- Document:
[start]
For the ``Accidents`` dataset (an extension of ``AccidentsSummary``) where tables are related
through the following *snowflake* schema

.. code-block:: text

    Accident(AccidentId)
    |
    +--- 1:n --- Vehicle(AccidentId, VehicleId)
    |            |
    |            +--- 1:n --- User(AccidentId, VehicleId)
    |
    +--- 1:1 --- Place(AccidentId)

We build the input ``X`` as follows::

    accidents_df = pd.read_csv(f"{kh.get_samples_dir()}/Accidents/Accidents.txt", sep="\t")
    vehicles_df = pd.read_csv(f"{kh.get_samples_dir()}/Accidents/Vehicles.txt", sep="\t")
    users_df = pd.read_csv(f"{kh.get_samples_dir()}/Accidents/Users.txt", sep="\t")
    places_df = pd.read_csv(f"{kh.get_samples_dir()}/Accidents/Places.txt", sep="\t")

    X = {
        "main_table": "Accidents",
        "tables": {
            "Accidents": (accidents_df.drop("Gravity", axis=1), "AccidentId"),
            "Vehicles": (vehicles_df, ["AccidentId", "VehicleId"]),
            "Users": (users_df, ["AccidentId", "VehicleId"]),
            "Places": (places_df, "AccidentId"),

        },
        "relations": [
            ("Accidents", "Vehicles"),
            ("Vehicles", "Users"),
            ("Accidents", "Places", True),
        ],
    }

Both datasets can be found in the Khiops samples directory.
[end]
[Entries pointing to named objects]
[start]
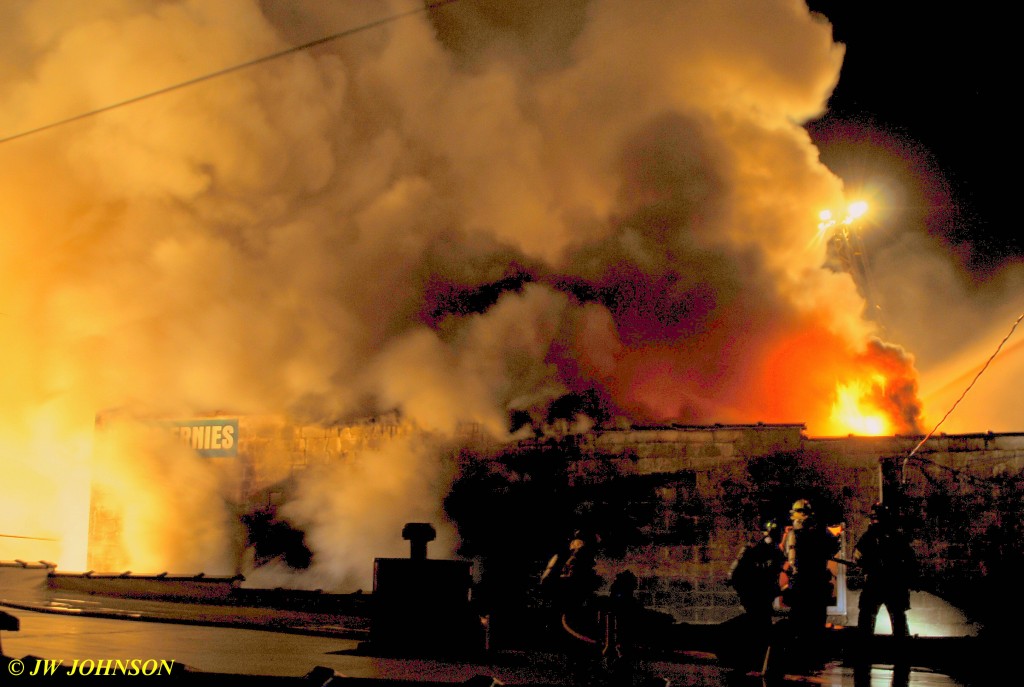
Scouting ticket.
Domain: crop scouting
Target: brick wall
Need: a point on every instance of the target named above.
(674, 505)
[end]
[start]
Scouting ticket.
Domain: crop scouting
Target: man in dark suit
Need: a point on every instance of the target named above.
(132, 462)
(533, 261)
[end]
[start]
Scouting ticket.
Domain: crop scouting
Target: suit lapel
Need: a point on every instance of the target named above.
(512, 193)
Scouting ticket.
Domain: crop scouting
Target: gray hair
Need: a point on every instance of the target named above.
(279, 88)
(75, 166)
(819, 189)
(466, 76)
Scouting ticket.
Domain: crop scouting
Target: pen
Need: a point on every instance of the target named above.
[end]
- To-do list:
1. From the Accidents dataset text, extract the passage from "Accident(AccidentId)" to "--- User(AccidentId, VehicleId)".
2. Check each statement against the Accidents dataset text. Answer yes or no, and quote the words that decide it. (a) The Place table is linked to the Accident table by a one-to-one relation. (b) The Gravity column stays in the Accidents table given as input. (c) The main table of the input is Vehicles.

- Task-by-task results:
1.
Accident(AccidentId)
    |
    +--- 1:n --- Vehicle(AccidentId, VehicleId)
    |            |
    |            +--- 1:n --- User(AccidentId, VehicleId)

2.
(a) Yes: "+--- 1:1 --- Place(AccidentId)"
(b) No: "accidents_df.drop("Gravity", axis=1)"
(c) No: "main_table": "Accidents"